_What to produce_
Return every line of the material below word for word, without changing anything.

_Input records_

────────

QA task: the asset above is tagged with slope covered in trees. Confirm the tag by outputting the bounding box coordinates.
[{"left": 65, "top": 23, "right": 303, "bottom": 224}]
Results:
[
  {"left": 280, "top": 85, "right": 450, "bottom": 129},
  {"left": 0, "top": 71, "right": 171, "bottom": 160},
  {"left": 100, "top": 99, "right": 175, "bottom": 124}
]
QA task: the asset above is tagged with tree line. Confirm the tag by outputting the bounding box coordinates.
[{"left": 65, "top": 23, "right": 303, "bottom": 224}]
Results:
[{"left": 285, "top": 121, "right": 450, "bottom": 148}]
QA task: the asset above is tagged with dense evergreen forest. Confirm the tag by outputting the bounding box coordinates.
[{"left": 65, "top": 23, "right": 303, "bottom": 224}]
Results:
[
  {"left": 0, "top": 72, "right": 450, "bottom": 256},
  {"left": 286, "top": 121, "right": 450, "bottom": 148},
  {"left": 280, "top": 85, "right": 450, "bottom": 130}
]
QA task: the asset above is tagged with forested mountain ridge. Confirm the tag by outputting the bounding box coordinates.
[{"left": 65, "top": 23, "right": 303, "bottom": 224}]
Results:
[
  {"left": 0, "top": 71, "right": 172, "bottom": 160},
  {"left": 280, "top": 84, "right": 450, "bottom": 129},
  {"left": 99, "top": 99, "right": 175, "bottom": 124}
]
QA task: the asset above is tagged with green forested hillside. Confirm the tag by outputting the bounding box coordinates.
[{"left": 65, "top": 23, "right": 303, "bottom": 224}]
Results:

────────

_Task output_
QA task: the asset above is tagged with slope covered in trees. Confirm the tag by outputting the bounding box coordinates.
[{"left": 65, "top": 23, "right": 303, "bottom": 224}]
Results:
[
  {"left": 280, "top": 85, "right": 450, "bottom": 129},
  {"left": 0, "top": 71, "right": 171, "bottom": 160},
  {"left": 100, "top": 99, "right": 175, "bottom": 124}
]
QA task: the asset above is tagged with tree line. Confirm the tag by outputting the bounding box coordinates.
[{"left": 65, "top": 23, "right": 303, "bottom": 224}]
Results:
[{"left": 285, "top": 121, "right": 450, "bottom": 148}]
QA task: the asset above is tagged with dense evergreen forest. Confirm the tag by outputting the bounding box coordinates.
[{"left": 65, "top": 23, "right": 303, "bottom": 224}]
Results:
[
  {"left": 0, "top": 72, "right": 450, "bottom": 256},
  {"left": 286, "top": 121, "right": 450, "bottom": 148},
  {"left": 280, "top": 85, "right": 450, "bottom": 130}
]
QA task: the asset above is tagged with forested mountain ridge. Confirm the tag by outputting the bounding box coordinates.
[{"left": 65, "top": 23, "right": 303, "bottom": 224}]
Results:
[
  {"left": 0, "top": 71, "right": 172, "bottom": 160},
  {"left": 280, "top": 84, "right": 450, "bottom": 129},
  {"left": 99, "top": 99, "right": 175, "bottom": 124}
]
QA task: the asset above is tagged with green forested hillside. Confirm the tag by outputting the bounding box coordinates.
[{"left": 65, "top": 23, "right": 303, "bottom": 224}]
Results:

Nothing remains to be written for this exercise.